++++ Trecho da fonte ++++

No tocante à concepção das áreas de fazenda e ao planejamento do desenvolvimento agropecuário do projeto, Paulo Peltier Queiroz teve participação central. Em consonância com outros projetos que visavam a recuperação e a valorização das terras da bacia do Rio São Francisco, o de Marina foi traçado com intenso foco nas áreas que circundariam a cidade, tendo como bases técnica e ideológica o diálogo prospectivo entre Oscar Niemeyer e Peltier, no sentido de transformar um antigo e improdutivo latifúndio em um conjunto de áreas rurais destinadas à produção (A Noite, 1955c).



Figura 1 - Publicidade na Revista Manchete, com a planta geral da área da Colônia Agropecuária do Menino. Na imagem é possível verificar a divisão dos loteamentos destinada às fazendas e, ao centro, o espaço onde seria construída a cidade.

Na edição 25 de junho de 1955 do diário carioca A Noite, a “Colônia Agropecuária do Menino” era apresentada como uma possibilidade efetiva de se contribuir “pacificamente” para a reforma agrária no país, a partir da “divisão racional das terras em pequenas e grandes propriedades cientificamente tratadas e assistidas por técnicos competentes” (A noite, 1955a). Como noticiava o jornal, a área de 90 mil hectares da Fazenda Menino se transformaria rapidamente em um “parque agrícola e industrial em franco desenvolvimento” (A Noite, 1955a).

++++ Linhas de dados ++++

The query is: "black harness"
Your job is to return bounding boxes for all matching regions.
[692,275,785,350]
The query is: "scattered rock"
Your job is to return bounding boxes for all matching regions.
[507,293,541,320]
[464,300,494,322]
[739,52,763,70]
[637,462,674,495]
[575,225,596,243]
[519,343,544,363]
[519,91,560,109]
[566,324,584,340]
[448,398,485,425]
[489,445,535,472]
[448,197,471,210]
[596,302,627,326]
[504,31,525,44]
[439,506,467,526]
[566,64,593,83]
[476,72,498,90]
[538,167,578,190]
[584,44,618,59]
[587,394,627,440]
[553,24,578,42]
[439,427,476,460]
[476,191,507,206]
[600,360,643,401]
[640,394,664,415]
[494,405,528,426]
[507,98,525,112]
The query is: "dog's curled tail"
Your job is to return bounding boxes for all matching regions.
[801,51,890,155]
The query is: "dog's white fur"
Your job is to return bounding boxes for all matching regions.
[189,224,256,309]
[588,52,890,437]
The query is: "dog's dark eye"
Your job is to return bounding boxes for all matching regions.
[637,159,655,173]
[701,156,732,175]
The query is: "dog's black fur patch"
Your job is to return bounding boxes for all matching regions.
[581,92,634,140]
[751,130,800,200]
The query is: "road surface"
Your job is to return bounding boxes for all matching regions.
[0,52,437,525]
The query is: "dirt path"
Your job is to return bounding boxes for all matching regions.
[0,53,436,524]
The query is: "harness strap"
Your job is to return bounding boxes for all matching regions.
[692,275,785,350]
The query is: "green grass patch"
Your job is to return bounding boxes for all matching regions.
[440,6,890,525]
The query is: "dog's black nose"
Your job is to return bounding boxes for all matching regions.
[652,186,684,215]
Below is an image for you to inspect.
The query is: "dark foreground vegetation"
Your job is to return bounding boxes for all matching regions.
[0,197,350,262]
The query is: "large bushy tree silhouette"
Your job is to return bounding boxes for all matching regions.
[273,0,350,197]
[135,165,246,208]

++++

_Tarefa_
Segundo o trecho sobre a Colônia Agropecuária do Menino, qual era a área da Fazenda Menino? Responda, por favor, em poucas palavras. Estas linhas são um material independente, sem relação com o trecho.

_Resposta a seguir_
90 mil hectares.